**About this task:** Keep the wording of each record exactly the same when you repeat it, and leave out pictures.

**Source information:**
★ ★ ★ ★ ★
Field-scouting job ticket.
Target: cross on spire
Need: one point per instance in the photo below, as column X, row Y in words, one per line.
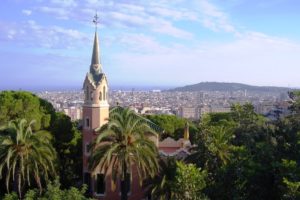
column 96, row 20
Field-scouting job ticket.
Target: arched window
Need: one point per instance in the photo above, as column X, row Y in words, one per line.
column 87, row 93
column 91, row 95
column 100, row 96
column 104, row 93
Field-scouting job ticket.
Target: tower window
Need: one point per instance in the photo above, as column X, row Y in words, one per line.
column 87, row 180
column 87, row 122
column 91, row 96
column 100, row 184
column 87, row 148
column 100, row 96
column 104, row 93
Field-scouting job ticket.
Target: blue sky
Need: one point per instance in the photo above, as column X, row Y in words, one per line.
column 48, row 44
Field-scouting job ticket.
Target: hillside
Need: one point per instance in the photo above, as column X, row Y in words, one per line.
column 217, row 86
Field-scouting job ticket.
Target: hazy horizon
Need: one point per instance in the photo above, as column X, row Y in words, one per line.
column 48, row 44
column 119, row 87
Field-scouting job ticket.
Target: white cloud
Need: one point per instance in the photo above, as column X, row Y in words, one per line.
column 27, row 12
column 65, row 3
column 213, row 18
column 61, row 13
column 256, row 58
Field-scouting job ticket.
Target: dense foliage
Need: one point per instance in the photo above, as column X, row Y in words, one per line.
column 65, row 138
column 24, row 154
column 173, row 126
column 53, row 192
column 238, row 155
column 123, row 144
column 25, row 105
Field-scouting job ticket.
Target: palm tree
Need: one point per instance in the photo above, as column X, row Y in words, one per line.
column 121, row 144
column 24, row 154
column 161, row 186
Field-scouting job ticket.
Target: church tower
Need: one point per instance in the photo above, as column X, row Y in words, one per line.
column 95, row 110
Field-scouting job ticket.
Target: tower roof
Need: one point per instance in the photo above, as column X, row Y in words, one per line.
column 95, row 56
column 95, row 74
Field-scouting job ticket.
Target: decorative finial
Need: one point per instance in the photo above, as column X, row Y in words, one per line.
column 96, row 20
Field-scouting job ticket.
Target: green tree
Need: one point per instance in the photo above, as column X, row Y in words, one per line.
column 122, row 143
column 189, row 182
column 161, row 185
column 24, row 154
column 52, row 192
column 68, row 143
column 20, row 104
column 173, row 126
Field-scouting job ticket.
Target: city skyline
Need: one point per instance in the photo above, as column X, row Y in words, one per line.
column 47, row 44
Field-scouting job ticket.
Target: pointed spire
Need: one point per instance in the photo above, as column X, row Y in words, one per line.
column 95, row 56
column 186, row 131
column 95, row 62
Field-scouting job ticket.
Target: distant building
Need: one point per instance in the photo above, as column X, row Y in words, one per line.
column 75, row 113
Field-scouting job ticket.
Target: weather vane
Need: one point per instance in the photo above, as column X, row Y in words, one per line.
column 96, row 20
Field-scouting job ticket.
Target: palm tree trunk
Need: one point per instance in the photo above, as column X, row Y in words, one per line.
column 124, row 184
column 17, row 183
★ ★ ★ ★ ★
**Reply to the task:**
Field-scouting job ticket.
Target: cross on spire
Need: one point per instance in the photo below, as column X, row Y in words, one per line.
column 96, row 20
Field-scouting job ticket.
Target: arched window
Need: one point per instance in the photo above, as column X, row Y in words, one per line.
column 87, row 93
column 91, row 95
column 100, row 96
column 104, row 93
Field-scouting job ticket.
Target: tower window
Need: one point per instance in the photo above, as column X, row Y in words, one per line.
column 87, row 180
column 87, row 122
column 91, row 96
column 100, row 184
column 87, row 148
column 100, row 96
column 104, row 93
Field-scouting job ticket.
Target: blue sky
Need: one point per instance in the photo above, as column X, row Y in words, one per line.
column 48, row 44
Field-scouting job ticket.
Target: hillside
Need: one point per instance in the photo above, as column X, row Y in words, one per line.
column 217, row 86
Field-scouting job ticket.
Target: hazy horizon
Need: one point per instance in the photo above, as column X, row Y in words, one per line.
column 48, row 44
column 119, row 87
Field-scouting job ticket.
Target: white cloud
Need: one point per instance in the photo above, as column X, row Y in words, one per line.
column 27, row 12
column 65, row 3
column 213, row 18
column 61, row 13
column 256, row 58
Field-scouting job ticket.
Target: dense foliage
Need: one point per instance in the photo above, as column X, row Y in words, one per line.
column 65, row 138
column 24, row 154
column 173, row 126
column 53, row 192
column 238, row 155
column 123, row 144
column 25, row 105
Field-scouting job ticket.
Target: palm tree
Need: one point per instance in the photo above, as column X, row Y in words, one per line.
column 121, row 144
column 24, row 154
column 161, row 186
Field-scouting job ticket.
Target: church tower
Need: one point per instance in the photo above, as column X, row Y in words, one per line.
column 95, row 110
Field-scouting job ticket.
Target: tower roof
Need: one point per instance in the photo above, as column X, row Y in words, one per line.
column 95, row 56
column 95, row 74
Field-scouting job ticket.
Target: decorative finial
Need: one point per instance in the photo above, as column X, row Y in words, one per line.
column 96, row 20
Field-scouting job ticket.
Target: green tree
Need: one point per instance in the photo above, as column X, row Y in words, one per line.
column 122, row 143
column 189, row 182
column 161, row 185
column 24, row 154
column 52, row 192
column 68, row 143
column 20, row 104
column 173, row 126
Field-scouting job ticket.
Target: city skyline
Need: one point per instance in the photo above, as column X, row Y in words, one per line.
column 47, row 44
Field-scouting job ticket.
Target: pointed spire
Need: one point per instance in the photo above, as column X, row Y in words, one per line.
column 95, row 56
column 186, row 131
column 95, row 62
Field-scouting job ticket.
Target: distant building
Need: one point per instance in the photo above, as column X, row Y in words, one per line.
column 75, row 113
Field-scouting job ticket.
Target: weather vane
Need: one point per instance in the photo above, as column X, row Y in words, one per line.
column 96, row 20
Field-scouting job ticket.
Target: palm tree trunk
Need: one point per instance in the photo above, as column X, row Y in words, one per line.
column 124, row 184
column 17, row 183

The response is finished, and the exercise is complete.